Document segment:
######

Yahoo also named Cravath, Swaine & Moore LLP as its legal adviser. That, and the hiring of financial counsel, may help assuage concerns that management has been reluctant to sell. In the days after Yahoo said it would consider a sale, some would- be buyers said they were getting a cold shoulder and came away with the impression that Mayer and the board weren't aligned in backing a possible deal, according to people familiar with the matter.

Sarah Meron, a spokeswoman for Sunnyvale, California-based Yahoo, declined to comment.

Mayer has been trying to steer the Web portal through one of the most challenging chapters in its more than 20-year history. As newer Internet search and content hubs such as Facebook Inc. and Google Inc. have lured advertisers, Yahoo has failed to keep pace, and sales have slipped since reaching a peak in 2008.

In December, Yahoo scrapped the long-held plan to spin off its Alibaba stake due to concerns that going through with the process would result in a multibillion-dollar tax bill. The company later announced that it would spin off its main business to ensure a tax-free transaction. That put the focus on Yahoo's underperforming Web portal and heightened criticism of Mayer's efforts to turn it around.

"I believe they are serious about separating the Asian assets from the operating company," said Paul Sweeney, a Bloomberg Intelligence analyst. "How is the question."

Creating a separate, independent committee will let some directors focus on a sale while freeing up Mayer and deputies to focus their efforts on cutting costs, shoring up morale and keeping operations running. On the same day that Yahoo's board said it would weigh strategic options, Mayer also outlined a plan to eliminate 15 percent of staff and exit product lines. The company has since begun carrying out the strategy and this week said it would shut seven digital magazines, including those focused on food, health, parenting, travel and autos.

######

Rows excerpted from a collection

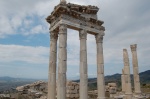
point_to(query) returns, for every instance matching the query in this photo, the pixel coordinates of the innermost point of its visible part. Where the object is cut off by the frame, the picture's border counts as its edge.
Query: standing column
(62, 64)
(135, 69)
(52, 66)
(128, 89)
(100, 66)
(83, 65)
(123, 81)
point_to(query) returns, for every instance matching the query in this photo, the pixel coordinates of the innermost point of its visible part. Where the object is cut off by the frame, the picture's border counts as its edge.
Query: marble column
(100, 66)
(83, 65)
(123, 81)
(128, 88)
(62, 64)
(135, 69)
(52, 65)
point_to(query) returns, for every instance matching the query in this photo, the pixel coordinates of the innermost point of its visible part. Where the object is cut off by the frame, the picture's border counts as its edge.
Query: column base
(101, 97)
(137, 93)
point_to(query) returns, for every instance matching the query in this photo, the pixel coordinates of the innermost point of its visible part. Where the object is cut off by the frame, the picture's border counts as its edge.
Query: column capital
(62, 28)
(53, 35)
(63, 1)
(99, 38)
(83, 34)
(133, 47)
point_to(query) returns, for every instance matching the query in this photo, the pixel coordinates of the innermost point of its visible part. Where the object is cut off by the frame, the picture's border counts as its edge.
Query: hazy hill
(7, 83)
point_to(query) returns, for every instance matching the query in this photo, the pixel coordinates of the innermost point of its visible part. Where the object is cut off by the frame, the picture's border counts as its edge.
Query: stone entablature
(76, 17)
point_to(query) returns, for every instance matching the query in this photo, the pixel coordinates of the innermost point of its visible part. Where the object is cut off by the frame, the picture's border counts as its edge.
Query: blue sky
(24, 37)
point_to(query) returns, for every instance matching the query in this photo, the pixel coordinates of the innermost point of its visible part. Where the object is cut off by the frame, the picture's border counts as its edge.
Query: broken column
(52, 65)
(135, 69)
(123, 81)
(62, 64)
(83, 65)
(100, 66)
(128, 88)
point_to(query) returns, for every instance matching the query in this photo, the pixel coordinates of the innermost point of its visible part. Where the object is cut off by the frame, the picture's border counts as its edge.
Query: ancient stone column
(83, 65)
(100, 66)
(62, 64)
(135, 69)
(123, 81)
(52, 65)
(128, 88)
(63, 1)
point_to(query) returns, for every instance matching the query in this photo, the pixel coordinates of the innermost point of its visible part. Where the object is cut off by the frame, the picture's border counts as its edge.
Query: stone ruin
(83, 19)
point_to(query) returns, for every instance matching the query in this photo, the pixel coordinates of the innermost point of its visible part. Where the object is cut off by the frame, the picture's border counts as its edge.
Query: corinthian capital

######

The tasks:
1. Can you duplicate the passage of the Yahoo article starting at "Yahoo also named" and ending at "declined to comment."?
2. Which rows contain the string "stone"? Extract every one of them, with case counting in the match.

Answers:
1.
Yahoo also named Cravath, Swaine & Moore LLP as its legal adviser. That, and the hiring of financial counsel, may help assuage concerns that management has been reluctant to sell. In the days after Yahoo said it would consider a sale, some would- be buyers said they were getting a cold shoulder and came away with the impression that Mayer and the board weren't aligned in backing a possible deal, according to people familiar with the matter.

Sarah Meron, a spokeswoman for Sunnyvale, California-based Yahoo, declined to comment.

2.
Query: stone entablature
Query: ancient stone column
Query: stone ruin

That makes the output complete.